**Task instructions**
For this exercise, please find the lines in the entries that include the word "tree" and copy them.

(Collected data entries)
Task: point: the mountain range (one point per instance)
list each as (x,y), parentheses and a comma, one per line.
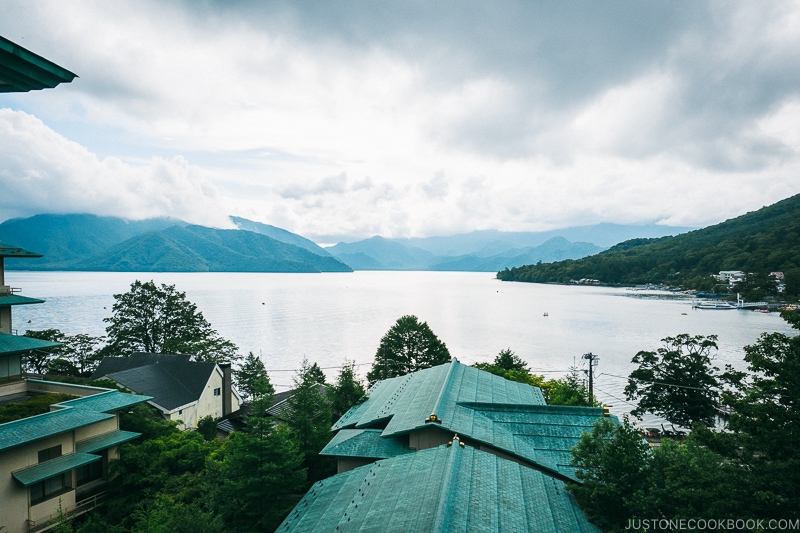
(759,242)
(89,242)
(92,243)
(490,250)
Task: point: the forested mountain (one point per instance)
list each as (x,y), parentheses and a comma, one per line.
(201,249)
(64,239)
(489,250)
(379,253)
(486,243)
(88,242)
(762,241)
(279,234)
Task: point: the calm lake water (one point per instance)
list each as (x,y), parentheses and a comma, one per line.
(332,317)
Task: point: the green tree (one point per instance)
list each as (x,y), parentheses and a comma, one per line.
(316,374)
(766,400)
(569,390)
(255,480)
(611,462)
(81,351)
(408,346)
(678,381)
(154,319)
(623,478)
(37,361)
(252,378)
(347,391)
(508,360)
(207,427)
(309,418)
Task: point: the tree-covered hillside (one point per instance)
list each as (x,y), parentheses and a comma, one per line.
(762,241)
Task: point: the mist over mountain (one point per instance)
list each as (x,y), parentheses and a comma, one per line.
(89,242)
(490,250)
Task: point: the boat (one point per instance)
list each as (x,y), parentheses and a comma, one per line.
(713,305)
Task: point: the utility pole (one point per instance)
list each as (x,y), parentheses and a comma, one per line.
(592,358)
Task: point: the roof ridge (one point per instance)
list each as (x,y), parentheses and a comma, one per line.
(444,390)
(453,461)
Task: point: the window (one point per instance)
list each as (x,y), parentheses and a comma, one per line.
(50,453)
(49,488)
(90,472)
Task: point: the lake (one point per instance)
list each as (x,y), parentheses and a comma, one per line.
(336,316)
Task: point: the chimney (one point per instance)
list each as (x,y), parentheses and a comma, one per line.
(226,388)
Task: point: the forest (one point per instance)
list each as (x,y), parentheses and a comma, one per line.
(759,242)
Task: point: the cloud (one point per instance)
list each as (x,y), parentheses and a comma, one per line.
(414,118)
(42,172)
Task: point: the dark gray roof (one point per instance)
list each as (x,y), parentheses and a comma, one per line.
(280,407)
(172,380)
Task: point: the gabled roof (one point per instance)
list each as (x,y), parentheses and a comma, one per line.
(67,416)
(13,344)
(106,402)
(39,427)
(505,415)
(172,380)
(21,70)
(444,489)
(408,401)
(281,408)
(366,443)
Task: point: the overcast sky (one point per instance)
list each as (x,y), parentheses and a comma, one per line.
(343,120)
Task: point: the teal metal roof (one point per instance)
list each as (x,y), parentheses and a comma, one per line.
(21,70)
(444,489)
(12,344)
(14,299)
(6,250)
(53,467)
(408,401)
(106,402)
(101,442)
(364,443)
(38,427)
(511,417)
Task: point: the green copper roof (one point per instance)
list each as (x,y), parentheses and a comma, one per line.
(13,299)
(507,416)
(106,402)
(21,70)
(364,443)
(101,442)
(53,467)
(45,425)
(408,401)
(13,251)
(13,344)
(444,489)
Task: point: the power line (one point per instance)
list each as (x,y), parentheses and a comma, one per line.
(616,398)
(656,382)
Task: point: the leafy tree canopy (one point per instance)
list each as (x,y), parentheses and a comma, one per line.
(347,391)
(252,379)
(408,346)
(310,419)
(154,319)
(677,381)
(568,390)
(765,401)
(76,356)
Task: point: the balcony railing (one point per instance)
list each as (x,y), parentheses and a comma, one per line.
(83,506)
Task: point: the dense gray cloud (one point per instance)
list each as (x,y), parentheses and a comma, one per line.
(346,119)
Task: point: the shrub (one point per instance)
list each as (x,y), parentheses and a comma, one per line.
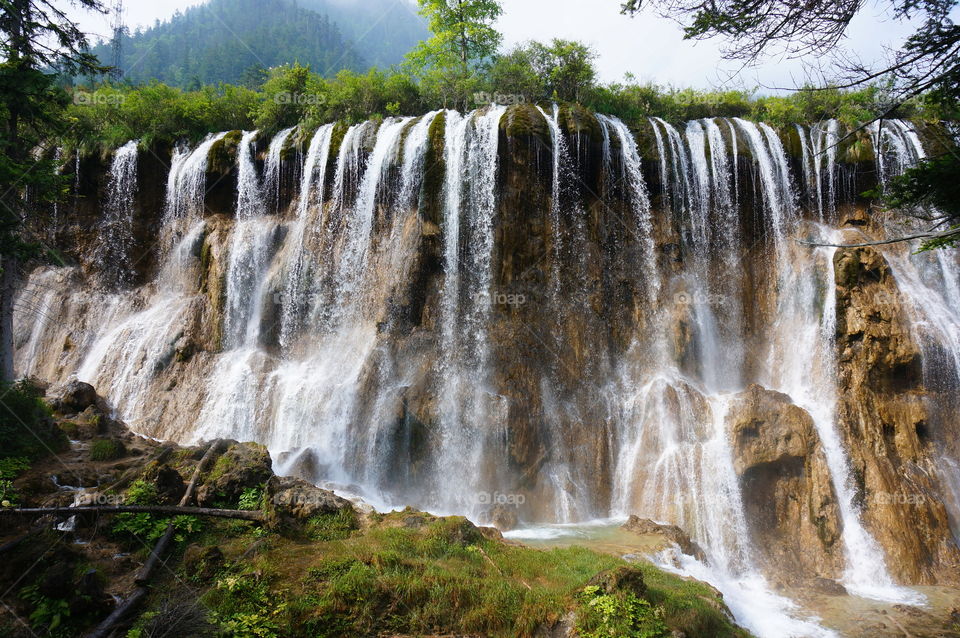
(26,429)
(106,450)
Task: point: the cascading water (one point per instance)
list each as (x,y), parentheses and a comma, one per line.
(113,249)
(355,334)
(273,164)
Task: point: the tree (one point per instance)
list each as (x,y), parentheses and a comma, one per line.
(566,67)
(926,67)
(461,48)
(36,36)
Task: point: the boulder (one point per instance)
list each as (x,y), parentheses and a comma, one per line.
(291,501)
(671,534)
(622,579)
(787,490)
(503,517)
(76,396)
(170,485)
(240,467)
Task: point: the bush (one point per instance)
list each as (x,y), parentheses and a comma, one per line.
(106,450)
(26,429)
(618,615)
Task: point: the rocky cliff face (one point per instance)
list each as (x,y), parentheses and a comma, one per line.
(885,421)
(528,316)
(788,495)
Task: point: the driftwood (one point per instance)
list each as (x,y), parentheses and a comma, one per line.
(125,611)
(127,477)
(164,543)
(167,510)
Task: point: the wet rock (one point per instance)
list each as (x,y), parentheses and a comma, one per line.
(671,534)
(565,627)
(622,579)
(504,517)
(76,396)
(789,501)
(170,485)
(291,501)
(884,414)
(829,586)
(203,562)
(242,466)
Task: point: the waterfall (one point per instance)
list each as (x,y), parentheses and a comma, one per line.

**Answer space**
Task: point: the green tree (one point per instance)
Task: point: the tree-covered hillside (one point per instance)
Task: point: the leafy tree canopy (one point per instance)
Task: point: the tree (one point per instance)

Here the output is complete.